--- Consigne A ---
Dans la critique de « Passages », quelle hauteur atteint le cube de plexiglas ?
--- Consigne B ---
D'après la critique de « Passages », pourquoi Alice Rende se dépouille-t-elle assez vite de son costume ?
--- Consigne C ---
Reproduisez à l'identique le passage de la critique de « Passages » qui débute aux mots "Comme un obélisque" et s'achève après "parvient à créer.".

--- Texte fourni ---
La Revue du Spectacle, le magazine des arts de la scène et du spectacle vivant. Infos théâtre, chanson, café-théâtre, cirque, arts de la rue, agenda, CD, etc.



Augmenter la taille du texte
Diminuer la taille du texte
Partager
Cirque & Rue

BIAC 2025 Avec "Passages", la contorsionniste Alice Rende défie la gravitation et l'imaginaire

Comme un obélisque haut de quatre mètres, se dresse un cube de plexiglas. Chaque face mesure quelques dizaines de centimètres de large. Largeur d'épaule. Voilà l'espace de jeu avec lequel la circassienne Alice Rende va devoir jouer.



© Emmanuel-Layani.
© Emmanuel-Layani.
Jouer de son corps, de sa souplesse, de l'élasticité de ses articulations pour se glisser à l'intérieur de cet obélisque par une trappe invisible. Elle porte une sorte de toge, capuche recouvrant sa tête, quelque chose de monastique dans ce costume dont elle se dépouille assez vite pour évoluer entre les quatre étroites parois de cet univers que ce simple monolithe parvient à créer.

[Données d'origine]
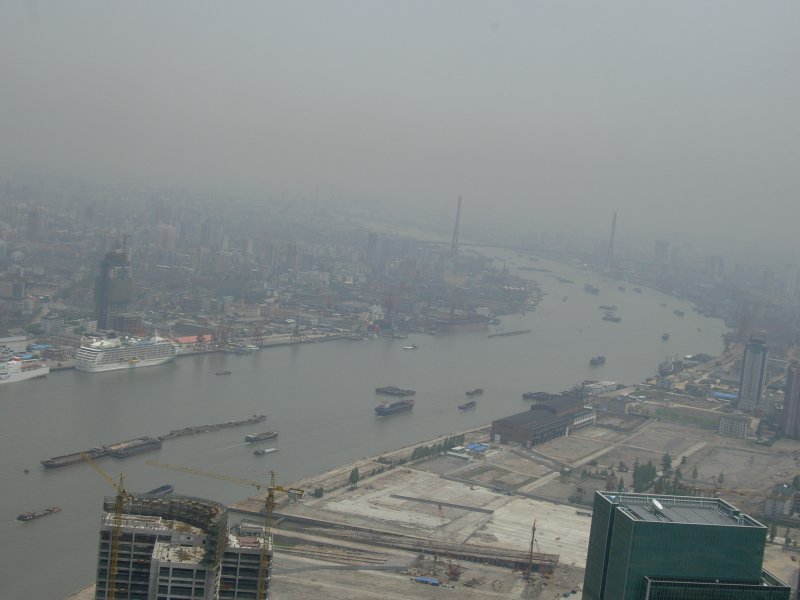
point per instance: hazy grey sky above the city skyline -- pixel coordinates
(681, 115)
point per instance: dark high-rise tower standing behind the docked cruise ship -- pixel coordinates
(113, 286)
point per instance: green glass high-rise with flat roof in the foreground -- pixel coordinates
(649, 547)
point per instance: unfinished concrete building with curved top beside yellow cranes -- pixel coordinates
(170, 547)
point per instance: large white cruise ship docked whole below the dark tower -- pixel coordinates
(124, 353)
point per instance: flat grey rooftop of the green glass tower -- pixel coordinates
(680, 509)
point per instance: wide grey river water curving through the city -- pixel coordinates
(319, 396)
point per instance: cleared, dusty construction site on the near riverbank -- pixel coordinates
(500, 521)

--- Réponse A ---
Quatre mètres.

--- Réponse B ---
Elle s'en dépouille pour évoluer entre les quatre étroites parois de l'univers que crée le simple monolithe.

--- Réponse C ---
Comme un obélisque haut de quatre mètres, se dresse un cube de plexiglas. Chaque face mesure quelques dizaines de centimètres de large. Largeur d'épaule. Voilà l'espace de jeu avec lequel la circassienne Alice Rende va devoir jouer.



© Emmanuel-Layani.
© Emmanuel-Layani.
Jouer de son corps, de sa souplesse, de l'élasticité de ses articulations pour se glisser à l'intérieur de cet obélisque par une trappe invisible. Elle porte une sorte de toge, capuche recouvrant sa tête, quelque chose de monastique dans ce costume dont elle se dépouille assez vite pour évoluer entre les quatre étroites parois de cet univers que ce simple monolithe parvient à créer.